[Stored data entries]
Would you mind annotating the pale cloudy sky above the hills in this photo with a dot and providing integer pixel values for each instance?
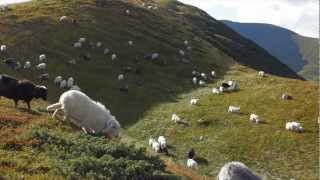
(301, 16)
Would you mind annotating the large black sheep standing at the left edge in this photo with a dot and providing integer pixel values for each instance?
(24, 90)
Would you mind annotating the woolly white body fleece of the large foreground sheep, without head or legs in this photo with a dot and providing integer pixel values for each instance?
(85, 112)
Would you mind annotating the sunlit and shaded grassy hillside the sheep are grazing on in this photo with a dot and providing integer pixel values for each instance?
(163, 87)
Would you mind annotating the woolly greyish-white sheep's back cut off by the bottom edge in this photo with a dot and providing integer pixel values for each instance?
(236, 171)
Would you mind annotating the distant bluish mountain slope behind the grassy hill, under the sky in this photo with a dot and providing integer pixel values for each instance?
(298, 52)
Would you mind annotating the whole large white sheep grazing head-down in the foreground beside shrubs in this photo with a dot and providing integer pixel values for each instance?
(86, 113)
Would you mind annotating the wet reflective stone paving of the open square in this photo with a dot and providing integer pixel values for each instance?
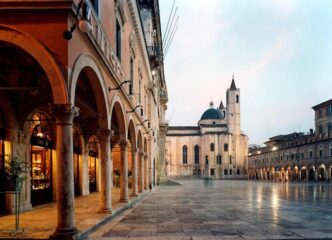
(202, 209)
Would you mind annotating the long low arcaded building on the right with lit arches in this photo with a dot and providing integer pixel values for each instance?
(297, 156)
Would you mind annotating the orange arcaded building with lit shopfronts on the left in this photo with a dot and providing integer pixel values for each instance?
(82, 100)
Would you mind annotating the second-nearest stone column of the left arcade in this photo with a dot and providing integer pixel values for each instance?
(106, 171)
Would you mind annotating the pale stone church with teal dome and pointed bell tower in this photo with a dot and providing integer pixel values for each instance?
(216, 148)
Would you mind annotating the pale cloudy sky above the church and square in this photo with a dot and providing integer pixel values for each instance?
(279, 50)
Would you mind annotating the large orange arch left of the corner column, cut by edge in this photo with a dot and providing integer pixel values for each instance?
(47, 62)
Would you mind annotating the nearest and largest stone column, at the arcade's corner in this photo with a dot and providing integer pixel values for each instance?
(64, 115)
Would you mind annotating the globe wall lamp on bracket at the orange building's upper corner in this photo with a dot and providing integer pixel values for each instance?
(84, 21)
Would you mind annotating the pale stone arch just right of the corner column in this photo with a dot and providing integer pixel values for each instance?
(85, 62)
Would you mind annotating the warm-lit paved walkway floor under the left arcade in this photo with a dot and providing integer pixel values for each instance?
(40, 222)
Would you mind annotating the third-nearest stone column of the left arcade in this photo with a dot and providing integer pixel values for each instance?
(124, 172)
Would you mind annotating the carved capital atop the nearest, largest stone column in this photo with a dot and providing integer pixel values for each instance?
(63, 113)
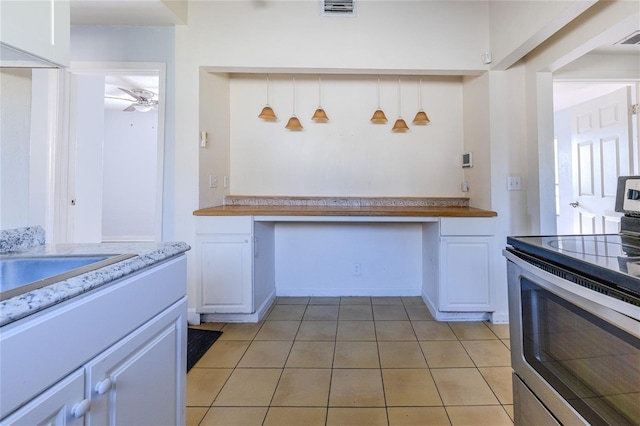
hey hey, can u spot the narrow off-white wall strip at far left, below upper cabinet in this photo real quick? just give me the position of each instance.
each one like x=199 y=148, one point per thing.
x=15 y=110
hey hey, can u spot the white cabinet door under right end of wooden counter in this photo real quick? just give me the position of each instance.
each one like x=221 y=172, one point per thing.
x=465 y=282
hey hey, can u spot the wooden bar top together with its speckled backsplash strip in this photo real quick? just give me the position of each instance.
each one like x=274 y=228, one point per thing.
x=344 y=206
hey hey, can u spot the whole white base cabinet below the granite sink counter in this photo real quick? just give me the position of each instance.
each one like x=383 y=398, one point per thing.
x=113 y=356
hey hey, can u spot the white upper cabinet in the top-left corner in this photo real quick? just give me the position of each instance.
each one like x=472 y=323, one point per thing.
x=37 y=32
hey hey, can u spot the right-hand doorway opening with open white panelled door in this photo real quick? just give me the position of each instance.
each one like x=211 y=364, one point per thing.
x=595 y=143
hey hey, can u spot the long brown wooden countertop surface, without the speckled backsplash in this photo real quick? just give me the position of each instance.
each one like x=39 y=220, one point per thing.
x=392 y=211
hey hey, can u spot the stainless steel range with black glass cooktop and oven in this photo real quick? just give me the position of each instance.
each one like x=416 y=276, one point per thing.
x=574 y=307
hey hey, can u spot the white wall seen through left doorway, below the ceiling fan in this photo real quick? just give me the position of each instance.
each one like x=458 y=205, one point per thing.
x=129 y=184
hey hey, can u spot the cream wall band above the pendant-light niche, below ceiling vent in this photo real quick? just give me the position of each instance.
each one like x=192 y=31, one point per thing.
x=440 y=36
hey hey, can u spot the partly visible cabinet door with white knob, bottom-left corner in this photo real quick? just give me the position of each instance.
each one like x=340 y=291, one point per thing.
x=61 y=404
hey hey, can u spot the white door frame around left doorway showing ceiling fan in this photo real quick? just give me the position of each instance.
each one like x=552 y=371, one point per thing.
x=64 y=211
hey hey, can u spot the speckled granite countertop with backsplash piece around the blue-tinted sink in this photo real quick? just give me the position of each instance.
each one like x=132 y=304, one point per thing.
x=27 y=242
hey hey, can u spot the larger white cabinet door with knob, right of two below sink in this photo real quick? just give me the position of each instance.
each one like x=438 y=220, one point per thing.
x=141 y=379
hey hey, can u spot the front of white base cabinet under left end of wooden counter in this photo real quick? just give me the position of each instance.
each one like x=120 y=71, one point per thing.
x=225 y=265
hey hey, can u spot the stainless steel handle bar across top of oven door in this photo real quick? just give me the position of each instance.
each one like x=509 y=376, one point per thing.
x=624 y=315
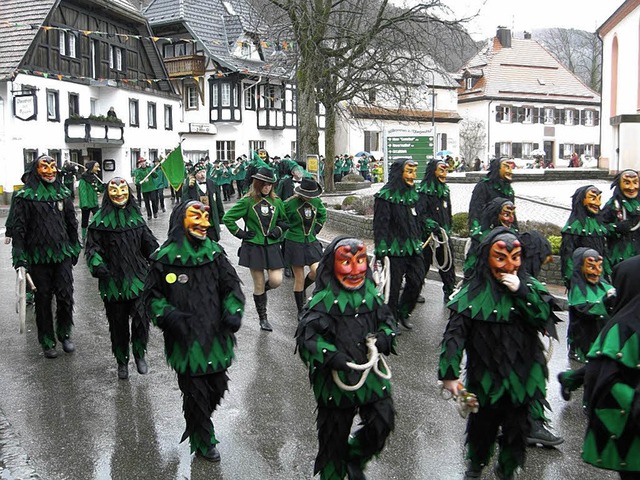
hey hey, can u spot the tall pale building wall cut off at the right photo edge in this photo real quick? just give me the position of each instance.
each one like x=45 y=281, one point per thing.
x=620 y=129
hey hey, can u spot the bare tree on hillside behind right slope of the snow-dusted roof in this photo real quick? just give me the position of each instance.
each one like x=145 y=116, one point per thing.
x=578 y=50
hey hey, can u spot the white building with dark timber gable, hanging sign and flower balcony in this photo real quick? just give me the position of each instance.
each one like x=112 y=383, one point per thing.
x=63 y=64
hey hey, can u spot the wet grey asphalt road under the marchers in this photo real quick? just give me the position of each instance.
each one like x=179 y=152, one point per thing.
x=71 y=418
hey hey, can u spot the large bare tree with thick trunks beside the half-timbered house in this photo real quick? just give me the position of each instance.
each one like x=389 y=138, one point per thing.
x=346 y=47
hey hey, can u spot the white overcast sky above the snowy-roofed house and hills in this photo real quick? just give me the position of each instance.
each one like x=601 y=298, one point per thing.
x=528 y=15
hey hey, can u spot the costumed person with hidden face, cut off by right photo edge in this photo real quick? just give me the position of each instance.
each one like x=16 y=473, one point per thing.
x=612 y=382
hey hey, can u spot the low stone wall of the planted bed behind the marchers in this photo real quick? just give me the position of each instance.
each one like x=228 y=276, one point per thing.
x=362 y=227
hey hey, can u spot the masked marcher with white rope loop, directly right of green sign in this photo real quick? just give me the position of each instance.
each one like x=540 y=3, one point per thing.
x=434 y=212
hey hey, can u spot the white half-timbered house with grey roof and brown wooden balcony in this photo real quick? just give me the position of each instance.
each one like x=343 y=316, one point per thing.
x=237 y=89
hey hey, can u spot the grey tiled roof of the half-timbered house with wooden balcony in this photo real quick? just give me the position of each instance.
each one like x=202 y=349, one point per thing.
x=216 y=28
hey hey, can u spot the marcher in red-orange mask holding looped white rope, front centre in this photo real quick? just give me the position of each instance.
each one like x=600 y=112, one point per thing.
x=345 y=313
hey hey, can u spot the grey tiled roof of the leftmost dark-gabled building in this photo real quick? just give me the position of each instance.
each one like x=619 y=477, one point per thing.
x=20 y=22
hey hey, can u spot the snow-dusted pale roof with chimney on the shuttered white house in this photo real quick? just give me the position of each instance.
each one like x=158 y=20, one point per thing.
x=525 y=71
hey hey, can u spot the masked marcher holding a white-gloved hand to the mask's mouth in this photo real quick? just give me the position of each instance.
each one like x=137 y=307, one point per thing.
x=496 y=317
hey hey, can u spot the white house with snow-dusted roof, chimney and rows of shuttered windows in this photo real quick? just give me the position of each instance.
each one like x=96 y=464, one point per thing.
x=528 y=100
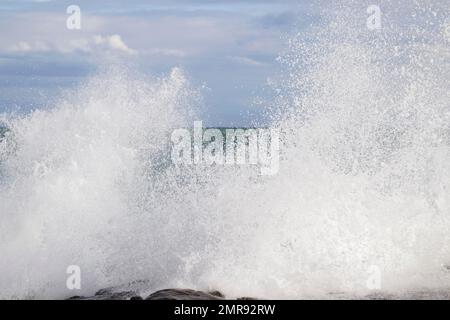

# Task directions
Whenever a line of the entries contains the string "holding", copy that line.

# Response
hey hey, can u spot the marcher in red-orange mask holding looped white rope, front centre in this photo real quick? just give me the position of each instance.
hey hey, can u spot the masked marcher holding a white-gloved hand to the mask's mouth in this photo real quick? just give me the position of each instance.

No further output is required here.